--- Goal ---
Transcribe every entry below verbatim, line for line, without altering any character.

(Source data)
# # # # #

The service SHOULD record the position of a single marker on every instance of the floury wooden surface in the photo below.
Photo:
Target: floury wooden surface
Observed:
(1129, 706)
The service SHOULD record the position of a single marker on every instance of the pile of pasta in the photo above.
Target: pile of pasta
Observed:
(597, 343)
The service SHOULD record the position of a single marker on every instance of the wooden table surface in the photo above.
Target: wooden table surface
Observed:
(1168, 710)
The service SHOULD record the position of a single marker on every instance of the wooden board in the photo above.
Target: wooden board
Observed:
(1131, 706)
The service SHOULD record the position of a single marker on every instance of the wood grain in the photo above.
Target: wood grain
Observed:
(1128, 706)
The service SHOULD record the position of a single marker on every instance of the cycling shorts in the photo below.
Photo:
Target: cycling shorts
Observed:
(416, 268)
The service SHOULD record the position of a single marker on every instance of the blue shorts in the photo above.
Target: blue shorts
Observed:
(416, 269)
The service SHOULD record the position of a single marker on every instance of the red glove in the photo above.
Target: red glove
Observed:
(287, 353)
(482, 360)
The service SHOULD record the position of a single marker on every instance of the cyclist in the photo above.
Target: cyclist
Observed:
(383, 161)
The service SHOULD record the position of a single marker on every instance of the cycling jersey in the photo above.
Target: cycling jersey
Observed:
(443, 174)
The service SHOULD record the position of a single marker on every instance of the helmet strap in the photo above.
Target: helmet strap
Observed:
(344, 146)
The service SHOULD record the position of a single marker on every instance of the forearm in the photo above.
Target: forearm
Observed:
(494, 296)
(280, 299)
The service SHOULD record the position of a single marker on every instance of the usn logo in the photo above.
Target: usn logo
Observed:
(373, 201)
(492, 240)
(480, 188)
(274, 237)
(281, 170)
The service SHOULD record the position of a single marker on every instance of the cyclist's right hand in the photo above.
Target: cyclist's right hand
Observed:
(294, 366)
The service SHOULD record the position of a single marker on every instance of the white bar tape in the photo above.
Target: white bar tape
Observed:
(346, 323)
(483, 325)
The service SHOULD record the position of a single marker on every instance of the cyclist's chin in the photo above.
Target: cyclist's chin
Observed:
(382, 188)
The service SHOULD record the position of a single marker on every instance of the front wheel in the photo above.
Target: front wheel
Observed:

# # # # #

--- Exercise answer ---
The service SHOULD record the position of a single marker on every instance of the floury wooden surface in the photo below.
Photo:
Target: floury wooden surface
Observed:
(1129, 706)
The service SHOULD record the position of a single marker on every instance of the pile of pasta in the photo above.
Target: pile of pasta
Observed:
(597, 343)
The service SHOULD record the position of a single marker on every instance of the wooden table surface in the photo above.
Target: wooden table surface
Observed:
(1168, 710)
The service SHOULD record the position of a single marker on every instance of the wooden board in the photo above.
Target: wooden board
Observed:
(1131, 706)
The service SHOULD record the position of a single marker on every instance of the wood grain in the photo above.
Target: wood grain
Observed:
(1128, 706)
The service SHOULD record the position of a single marker on every instance of the cycling shorts in the photo below.
Photo:
Target: cycling shorts
Observed:
(416, 268)
The service SHOULD record the position of a single marker on every instance of the blue shorts in the photo above.
Target: blue shorts
Observed:
(416, 269)
The service SHOULD record the position of a single marker on every instance of the red glove in the photo above.
Target: red glove
Observed:
(287, 353)
(482, 360)
The service SHOULD record the position of a single marker on every instance of the cyclist in the photo above.
Target: cyclist
Observed:
(383, 161)
The service SHOULD record the position of a single marker on every instance of the cycling jersey in the photo above.
Target: cycling jersey
Observed:
(443, 174)
The service SHOULD record the position of a single marker on every instance of the helmet strap in the photo above.
Target: helmet strap
Observed:
(344, 146)
The service SHOULD record the position of a single marker on every instance of the forearm in the photo above.
Target: forearm
Observed:
(494, 296)
(280, 299)
The service SHOULD record the position of a single marker on every instance of the usn logo in the photo above.
Target: usn logo
Observed:
(373, 201)
(492, 240)
(480, 188)
(274, 237)
(281, 170)
The service SHOULD record the position of a single marker on every instance of the cyclist's right hand in the photo above.
Target: cyclist's right hand
Observed:
(294, 366)
The service SHOULD record the position of a single marker on every instance of the white bar tape in the photo above.
Target: white bar tape
Observed:
(346, 323)
(483, 325)
The service SHOULD record the position of a single marker on every instance of the cyclist's chin in the photo above.
Target: cyclist's chin
Observed:
(382, 188)
The service SHOULD record the position of a single marker on every instance of the front wheel in the photo above.
Target: front wheel
Observed:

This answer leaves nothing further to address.